▶ [THE PROBLEM]:
Return every line from the records below with the string "black".

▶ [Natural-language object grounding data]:
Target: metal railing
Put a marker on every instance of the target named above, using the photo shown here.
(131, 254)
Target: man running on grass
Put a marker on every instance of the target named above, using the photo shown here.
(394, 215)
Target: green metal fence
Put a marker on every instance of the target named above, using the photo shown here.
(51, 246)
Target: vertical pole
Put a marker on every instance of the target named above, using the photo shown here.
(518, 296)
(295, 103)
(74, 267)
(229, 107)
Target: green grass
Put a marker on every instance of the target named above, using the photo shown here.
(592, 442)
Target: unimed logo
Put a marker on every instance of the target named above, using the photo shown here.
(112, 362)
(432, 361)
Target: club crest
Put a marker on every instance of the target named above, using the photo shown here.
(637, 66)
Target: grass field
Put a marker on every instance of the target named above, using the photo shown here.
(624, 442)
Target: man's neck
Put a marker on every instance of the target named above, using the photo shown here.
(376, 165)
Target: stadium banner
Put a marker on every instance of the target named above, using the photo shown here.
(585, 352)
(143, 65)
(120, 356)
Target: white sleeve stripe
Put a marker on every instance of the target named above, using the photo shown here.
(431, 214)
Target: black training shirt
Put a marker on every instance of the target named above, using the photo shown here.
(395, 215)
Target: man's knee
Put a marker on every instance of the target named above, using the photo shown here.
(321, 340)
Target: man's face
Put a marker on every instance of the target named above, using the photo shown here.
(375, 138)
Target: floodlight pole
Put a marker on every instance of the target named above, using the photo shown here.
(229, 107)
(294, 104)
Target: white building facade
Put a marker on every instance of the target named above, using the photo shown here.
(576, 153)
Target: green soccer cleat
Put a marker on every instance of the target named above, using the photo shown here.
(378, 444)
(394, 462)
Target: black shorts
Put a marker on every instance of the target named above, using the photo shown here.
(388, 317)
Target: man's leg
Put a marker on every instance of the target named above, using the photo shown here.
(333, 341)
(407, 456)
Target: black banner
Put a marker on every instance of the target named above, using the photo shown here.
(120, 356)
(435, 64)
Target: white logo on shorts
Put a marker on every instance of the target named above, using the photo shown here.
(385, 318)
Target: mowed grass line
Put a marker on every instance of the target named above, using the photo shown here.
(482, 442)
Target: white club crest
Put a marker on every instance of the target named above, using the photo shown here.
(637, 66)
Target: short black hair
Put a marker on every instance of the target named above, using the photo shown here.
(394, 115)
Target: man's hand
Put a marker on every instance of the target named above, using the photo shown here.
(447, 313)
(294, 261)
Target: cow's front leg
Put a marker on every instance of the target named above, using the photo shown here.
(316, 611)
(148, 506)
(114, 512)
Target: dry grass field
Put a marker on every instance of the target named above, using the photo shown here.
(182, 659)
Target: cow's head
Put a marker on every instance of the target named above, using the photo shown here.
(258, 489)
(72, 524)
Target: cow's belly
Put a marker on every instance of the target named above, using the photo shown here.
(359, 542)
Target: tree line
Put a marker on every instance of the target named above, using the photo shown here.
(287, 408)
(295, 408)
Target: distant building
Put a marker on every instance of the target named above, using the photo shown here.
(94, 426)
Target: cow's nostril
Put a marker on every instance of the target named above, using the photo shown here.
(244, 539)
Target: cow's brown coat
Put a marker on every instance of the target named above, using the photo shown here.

▶ [YOUR SOLUTION]:
Target: black training shirt
Target: black shorts
Target: black banner
Target: short black hair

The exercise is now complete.